Passage for review:
****

The Tennessee Department of Labor and Workforce Development said Thursday that the state’s jobless rate in February averaged 3.4 percent, up from 3.3 percent in January but below the comparable U.S. rate of 4.1 percent last month.
Over the past 12 months, Tennessee’s seasonally adjusted unemployment rate decreased a full percentage point from 4.4 percent to 3.4 percent after the state’s employers added a net 76,900 more jobs. Tennessee’s employment in the past year grew by 2.5 percent, nearly double the U.S. growth rate of 1.3 percent.
With unemployment below the U.S. average, SunTrust Chattanooga Market President Jim Vaughn said many employers say their biggest problem today is finding enough qualified workers.
According to the annual Business Pulse Survey by SunTrust Banks, nearly 50 percent of companies say attracting and retaining employees is their top challenge in 2018.
“Our economy locally is strong so it is a challenge for many employers to recruit and retain highly qualified workers in many fields,” Vaughn said.
Among small businesses surveyed by SunTrust, 79 percent said they are optimistic about their fiscal health and growth. But they cite employee morale (59 percent), a shortage of skilled labor (54 percent) and higher than average turnover (53 percent) as factors that could impact their businesses’ performance this year.
Vaughn said that workforce development is one of the top priorities for the Chattanooga Area Chamber of Commerce and the Chattanooga 2.0 initiative because cultivating a qualified labor force is key to the current and future growth on the local economy.
Tennessee Gov. Bill Haslam, who touted the near record low jobless rate in Tennessee, said programs to help more students and workers go to college are helping the Volunteer State to improve its economy.

****

Problem 1:
Translate this sentence from the passage on Tennessee's jobless rate into Spanish: "According to the annual Business Pulse Survey by SunTrust Banks, nearly 50 percent of companies say attracting and retaining employees is their top challenge in 2018."
Problem 2:
Quote the passage on Tennessee's jobless rate word for word, starting with "According to the" and going on through "the local economy.".
The rows below the passage come from a separate source.

****

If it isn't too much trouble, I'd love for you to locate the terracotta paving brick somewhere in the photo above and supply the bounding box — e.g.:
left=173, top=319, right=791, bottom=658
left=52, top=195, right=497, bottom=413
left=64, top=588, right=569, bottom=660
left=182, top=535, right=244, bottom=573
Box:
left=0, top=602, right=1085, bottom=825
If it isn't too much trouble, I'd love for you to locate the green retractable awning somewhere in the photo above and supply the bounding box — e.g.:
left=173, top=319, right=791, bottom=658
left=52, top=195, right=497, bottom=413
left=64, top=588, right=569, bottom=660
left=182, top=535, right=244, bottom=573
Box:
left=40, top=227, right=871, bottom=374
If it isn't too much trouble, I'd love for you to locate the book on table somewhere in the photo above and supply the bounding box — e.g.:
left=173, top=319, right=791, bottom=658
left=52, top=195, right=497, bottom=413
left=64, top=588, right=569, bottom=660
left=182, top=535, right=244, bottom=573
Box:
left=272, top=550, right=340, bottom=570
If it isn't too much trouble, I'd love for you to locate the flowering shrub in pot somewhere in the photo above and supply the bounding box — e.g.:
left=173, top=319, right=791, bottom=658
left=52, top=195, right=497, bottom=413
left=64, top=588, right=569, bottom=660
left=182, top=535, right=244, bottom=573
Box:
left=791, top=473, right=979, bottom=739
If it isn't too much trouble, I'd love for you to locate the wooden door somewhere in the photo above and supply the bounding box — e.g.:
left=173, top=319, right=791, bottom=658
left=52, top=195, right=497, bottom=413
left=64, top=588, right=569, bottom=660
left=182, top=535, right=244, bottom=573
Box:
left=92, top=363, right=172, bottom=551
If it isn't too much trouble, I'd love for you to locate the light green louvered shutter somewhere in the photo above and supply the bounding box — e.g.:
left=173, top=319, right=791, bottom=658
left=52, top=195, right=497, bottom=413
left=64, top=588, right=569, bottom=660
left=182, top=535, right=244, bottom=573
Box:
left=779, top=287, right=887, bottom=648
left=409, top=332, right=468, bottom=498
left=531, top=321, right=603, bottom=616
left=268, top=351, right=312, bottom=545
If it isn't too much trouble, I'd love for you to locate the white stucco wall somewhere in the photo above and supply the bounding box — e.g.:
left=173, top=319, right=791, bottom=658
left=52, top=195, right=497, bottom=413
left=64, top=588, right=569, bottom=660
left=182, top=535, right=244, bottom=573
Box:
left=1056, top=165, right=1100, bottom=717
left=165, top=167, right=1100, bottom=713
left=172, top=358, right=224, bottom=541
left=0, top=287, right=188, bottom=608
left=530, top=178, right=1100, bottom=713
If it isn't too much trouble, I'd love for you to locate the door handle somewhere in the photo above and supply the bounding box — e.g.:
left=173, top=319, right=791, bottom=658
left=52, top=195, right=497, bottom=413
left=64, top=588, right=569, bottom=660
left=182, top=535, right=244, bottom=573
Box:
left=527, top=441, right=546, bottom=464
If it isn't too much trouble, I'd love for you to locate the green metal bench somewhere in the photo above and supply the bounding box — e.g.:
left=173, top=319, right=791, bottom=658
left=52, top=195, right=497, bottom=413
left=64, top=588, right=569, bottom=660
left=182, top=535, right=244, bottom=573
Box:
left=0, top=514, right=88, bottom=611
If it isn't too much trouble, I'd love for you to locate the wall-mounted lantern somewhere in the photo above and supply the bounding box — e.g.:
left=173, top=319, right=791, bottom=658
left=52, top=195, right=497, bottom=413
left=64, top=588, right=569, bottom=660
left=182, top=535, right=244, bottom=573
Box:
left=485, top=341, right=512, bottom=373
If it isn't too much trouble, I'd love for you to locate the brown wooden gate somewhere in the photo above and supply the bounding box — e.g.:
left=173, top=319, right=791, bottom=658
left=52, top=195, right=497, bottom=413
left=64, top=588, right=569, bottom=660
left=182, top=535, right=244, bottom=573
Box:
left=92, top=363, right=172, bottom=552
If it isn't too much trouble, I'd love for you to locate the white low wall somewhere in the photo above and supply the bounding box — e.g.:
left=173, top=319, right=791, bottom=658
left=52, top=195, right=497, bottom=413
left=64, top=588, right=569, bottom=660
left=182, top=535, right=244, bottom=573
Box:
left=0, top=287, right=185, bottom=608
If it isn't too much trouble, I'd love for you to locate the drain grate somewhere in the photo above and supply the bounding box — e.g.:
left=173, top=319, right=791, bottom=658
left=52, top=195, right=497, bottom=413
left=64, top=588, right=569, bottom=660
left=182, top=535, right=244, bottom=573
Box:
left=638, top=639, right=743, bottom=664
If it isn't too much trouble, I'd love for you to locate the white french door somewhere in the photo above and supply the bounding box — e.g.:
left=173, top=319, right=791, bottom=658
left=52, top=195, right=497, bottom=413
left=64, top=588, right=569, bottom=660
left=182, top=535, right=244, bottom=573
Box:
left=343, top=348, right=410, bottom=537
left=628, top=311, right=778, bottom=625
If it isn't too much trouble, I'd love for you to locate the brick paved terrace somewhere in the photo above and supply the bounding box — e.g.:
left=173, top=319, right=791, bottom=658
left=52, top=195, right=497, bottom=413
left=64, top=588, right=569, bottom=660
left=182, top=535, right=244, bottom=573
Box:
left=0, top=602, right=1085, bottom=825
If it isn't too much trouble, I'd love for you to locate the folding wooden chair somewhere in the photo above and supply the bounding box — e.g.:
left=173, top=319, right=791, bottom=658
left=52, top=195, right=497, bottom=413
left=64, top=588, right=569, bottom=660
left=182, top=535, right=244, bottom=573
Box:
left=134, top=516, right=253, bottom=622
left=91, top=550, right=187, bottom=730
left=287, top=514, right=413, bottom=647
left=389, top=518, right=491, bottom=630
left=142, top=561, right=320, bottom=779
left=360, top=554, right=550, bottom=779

****

Your solution 1:
Según la encuesta anual Business Pulse Survey de SunTrust Banks, casi el 50 por ciento de las empresas afirma que atraer y retener empleados es su principal desafío en 2018.

Your solution 2:
According to the annual Business Pulse Survey by SunTrust Banks, nearly 50 percent of companies say attracting and retaining employees is their top challenge in 2018.
“Our economy locally is strong so it is a challenge for many employers to recruit and retain highly qualified workers in many fields,” Vaughn said.
Among small businesses surveyed by SunTrust, 79 percent said they are optimistic about their fiscal health and growth. But they cite employee morale (59 percent), a shortage of skilled labor (54 percent) and higher than average turnover (53 percent) as factors that could impact their businesses’ performance this year.
Vaughn said that workforce development is one of the top priorities for the Chattanooga Area Chamber of Commerce and the Chattanooga 2.0 initiative because cultivating a qualified labor force is key to the current and future growth on the local economy.